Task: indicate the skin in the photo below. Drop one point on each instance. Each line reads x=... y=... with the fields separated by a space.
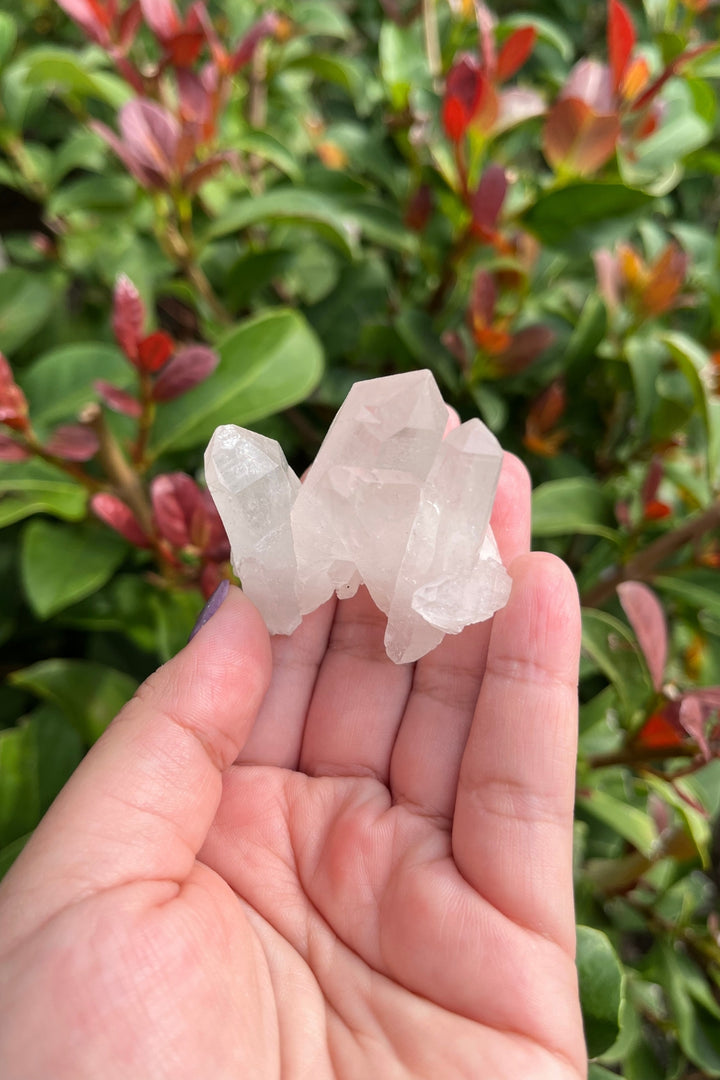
x=295 y=859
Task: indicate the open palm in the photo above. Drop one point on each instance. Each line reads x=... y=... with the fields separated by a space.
x=300 y=860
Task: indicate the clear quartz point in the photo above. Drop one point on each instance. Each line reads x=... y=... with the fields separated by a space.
x=389 y=503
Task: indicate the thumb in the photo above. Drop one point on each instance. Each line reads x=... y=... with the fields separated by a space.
x=140 y=804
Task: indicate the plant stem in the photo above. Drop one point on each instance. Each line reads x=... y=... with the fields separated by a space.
x=119 y=471
x=647 y=563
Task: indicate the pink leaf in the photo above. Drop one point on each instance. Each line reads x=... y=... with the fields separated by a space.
x=692 y=718
x=608 y=275
x=73 y=442
x=118 y=400
x=119 y=516
x=127 y=316
x=488 y=199
x=516 y=106
x=647 y=618
x=189 y=367
x=176 y=503
x=10 y=450
x=591 y=82
x=161 y=16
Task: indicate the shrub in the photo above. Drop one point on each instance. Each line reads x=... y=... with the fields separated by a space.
x=209 y=218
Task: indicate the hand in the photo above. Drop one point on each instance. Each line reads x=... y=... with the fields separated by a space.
x=296 y=859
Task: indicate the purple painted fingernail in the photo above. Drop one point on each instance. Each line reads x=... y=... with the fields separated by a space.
x=212 y=606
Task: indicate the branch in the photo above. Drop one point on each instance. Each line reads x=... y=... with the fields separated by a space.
x=643 y=566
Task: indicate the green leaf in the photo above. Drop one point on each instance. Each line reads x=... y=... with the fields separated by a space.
x=289 y=206
x=62 y=564
x=403 y=62
x=266 y=146
x=322 y=18
x=60 y=382
x=9 y=854
x=67 y=501
x=614 y=649
x=573 y=504
x=90 y=694
x=37 y=757
x=589 y=331
x=629 y=822
x=601 y=985
x=696 y=823
x=32 y=487
x=26 y=300
x=696 y=588
x=8 y=36
x=697 y=1027
x=65 y=70
x=93 y=193
x=267 y=364
x=556 y=216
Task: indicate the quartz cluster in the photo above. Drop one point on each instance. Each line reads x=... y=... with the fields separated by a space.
x=389 y=503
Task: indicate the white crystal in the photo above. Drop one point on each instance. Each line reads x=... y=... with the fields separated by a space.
x=388 y=503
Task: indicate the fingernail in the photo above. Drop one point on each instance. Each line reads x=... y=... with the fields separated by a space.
x=214 y=603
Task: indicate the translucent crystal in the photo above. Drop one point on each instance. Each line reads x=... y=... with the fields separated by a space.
x=388 y=503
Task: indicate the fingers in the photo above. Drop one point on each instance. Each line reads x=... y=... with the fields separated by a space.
x=512 y=833
x=358 y=698
x=276 y=737
x=140 y=804
x=439 y=711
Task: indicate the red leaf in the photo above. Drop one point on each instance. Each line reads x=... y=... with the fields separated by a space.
x=118 y=400
x=483 y=299
x=463 y=94
x=621 y=40
x=113 y=512
x=186 y=369
x=127 y=316
x=515 y=52
x=525 y=348
x=656 y=511
x=151 y=136
x=154 y=350
x=576 y=138
x=10 y=450
x=13 y=404
x=661 y=731
x=647 y=618
x=420 y=208
x=73 y=442
x=176 y=503
x=488 y=200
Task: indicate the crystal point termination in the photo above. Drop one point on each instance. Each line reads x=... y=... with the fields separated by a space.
x=389 y=503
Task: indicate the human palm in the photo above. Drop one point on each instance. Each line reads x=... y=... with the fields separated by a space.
x=363 y=871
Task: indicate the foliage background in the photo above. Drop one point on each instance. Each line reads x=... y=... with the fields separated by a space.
x=230 y=214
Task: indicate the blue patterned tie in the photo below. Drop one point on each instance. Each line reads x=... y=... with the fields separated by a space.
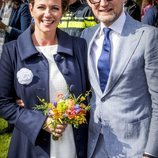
x=104 y=60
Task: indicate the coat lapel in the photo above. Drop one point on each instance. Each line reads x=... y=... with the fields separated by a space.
x=129 y=41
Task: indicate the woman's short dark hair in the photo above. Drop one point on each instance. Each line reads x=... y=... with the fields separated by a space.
x=65 y=4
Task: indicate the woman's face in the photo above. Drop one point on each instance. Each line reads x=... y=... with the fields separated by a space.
x=46 y=15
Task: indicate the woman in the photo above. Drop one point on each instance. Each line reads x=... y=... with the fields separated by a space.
x=42 y=62
x=15 y=18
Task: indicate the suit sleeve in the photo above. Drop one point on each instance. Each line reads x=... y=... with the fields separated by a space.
x=151 y=70
x=28 y=121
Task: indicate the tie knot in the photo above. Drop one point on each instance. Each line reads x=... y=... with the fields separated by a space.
x=106 y=31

● ● ● ● ● ● ●

• [TASK OBJECTIVE] Reproduce every item above verbatim, keeping each line in its original order. Leave the pictures out.

• [OUTPUT OF THE TASK]
Task: indicate the skin in the photo below. Drop one point on each instance. Each line reads x=... y=... with the fields separated by a space.
x=295 y=859
Task: indicate the open palm in the photo above. Drop one point on each instance. Each line reads x=... y=... with the fields separated by a space.
x=300 y=860
Task: indicate the clear quartz point in the photo above. Drop one point on each instance. Each line reads x=... y=... with the fields separated by a space.
x=389 y=503
Task: indicate the thumb in the photo above. Drop one point on each instance. Each line reads x=... y=... with the fields separated by a space.
x=140 y=804
Task: indicate the plant stem in the photo above. Drop one point on each instance. Each line reads x=... y=... with the fields separated by a space.
x=119 y=471
x=647 y=563
Task: indicate the pink leaf in the photo above. Drop one point on each instance. Each line reads x=... y=... with the fields separated by a space.
x=692 y=718
x=608 y=275
x=73 y=442
x=118 y=400
x=119 y=516
x=127 y=316
x=488 y=199
x=516 y=106
x=647 y=618
x=189 y=367
x=176 y=503
x=10 y=450
x=591 y=82
x=161 y=16
Task: indicate the shrub in the photo above. Drop one point on each instance. Each line reads x=... y=... with the fields separated by a space.
x=209 y=218
Task: indicate the hand in the photo above. Drop one point on each instance. Each line reads x=... y=... with the fields separated by a space.
x=296 y=859
Task: indicate the purple painted fingernail in the photo above. Drop one point on each instance. Each line reads x=... y=... with the fields separated by a space.
x=212 y=606
Task: indicate the branch in the photo above. Drop one point on each instance. Each line reads x=... y=... with the fields separated by a space.
x=643 y=566
Task: indicate the green leaf in the photo above. Drop one point on each instance. Each line reads x=... y=... with the fields separated by a space.
x=289 y=206
x=62 y=564
x=403 y=62
x=266 y=146
x=322 y=18
x=60 y=382
x=9 y=854
x=67 y=501
x=614 y=649
x=573 y=504
x=90 y=694
x=37 y=757
x=589 y=331
x=629 y=822
x=601 y=985
x=696 y=823
x=32 y=487
x=26 y=300
x=696 y=588
x=8 y=36
x=697 y=1027
x=65 y=70
x=93 y=193
x=267 y=364
x=556 y=216
Task: indicate the quartz cluster in the photo above. Drop one point on each instance. Each line reads x=... y=... with the fields separated by a space.
x=389 y=503
Task: indicate the white crystal in the photo above. Drop one point on each instance. Each line reads x=... y=... with the fields separated by a space.
x=388 y=503
Task: indicate the fingernail in the photo above. Drop one point on each instance. Each line reads x=... y=... with the fields separated by a space.
x=214 y=603
Task: indicate the translucent crystal in the photo above. Drop one point on each instance. Each line reads x=... y=... with the fields separated by a space.
x=388 y=503
Task: indicate the fingers in the photo above. Drop one point on each instance. Each line reads x=... y=... with the fields separated by a space.
x=512 y=833
x=358 y=698
x=276 y=737
x=140 y=804
x=439 y=711
Task: indicate the red leaf in the photo above. Drop one point on each instance. Each line reads x=... y=... with the fields separated by a space.
x=118 y=400
x=483 y=299
x=463 y=94
x=621 y=40
x=113 y=512
x=186 y=369
x=127 y=316
x=515 y=52
x=525 y=348
x=656 y=511
x=151 y=136
x=154 y=350
x=576 y=138
x=10 y=450
x=13 y=404
x=661 y=731
x=647 y=618
x=420 y=208
x=73 y=442
x=176 y=503
x=488 y=200
Task: indicate the crystal point termination in the photo above. Drop one point on each instance. Each line reads x=... y=... with the fields separated by a space.
x=389 y=503
Task: indicate the human palm in the photo above. Drop one point on each instance. Each line reads x=... y=... with the fields separated by a space.
x=363 y=871
Task: indicate the foliage background in the photo above. Drop one point on each instance. Each line reads x=... y=... with the fields separated by a space.
x=230 y=214
Task: indicate the blue patterned tie in the photo below. Drop one point on each instance. Each line reads x=... y=... with the fields separated by a space.
x=104 y=60
Task: indicate the coat lapel in the photo above. Drop one point on each instance. Each line reads x=... y=... with the fields separated by a space.
x=129 y=41
Task: indicate the woman's short dark hair in the photo above. Drop one point on each instance. Each line reads x=... y=... with the fields separated by a space.
x=65 y=4
Task: indicate the woman's face in the photo above. Drop one point on each instance. Each line reads x=... y=... with the fields separated by a space.
x=46 y=15
Task: indicate the woman in the photo above. Drop one point on each instance. Each line reads x=... y=... with the fields separated by a space.
x=42 y=62
x=15 y=18
Task: indicate the suit sleeve in the photo above. Drop one point on each instance. Each line reads x=... y=... with the fields separated by a space.
x=151 y=70
x=28 y=121
Task: indicate the tie knot in the photo above. Drop one point on each instance. Each line reads x=... y=... with the fields separated by a space.
x=106 y=31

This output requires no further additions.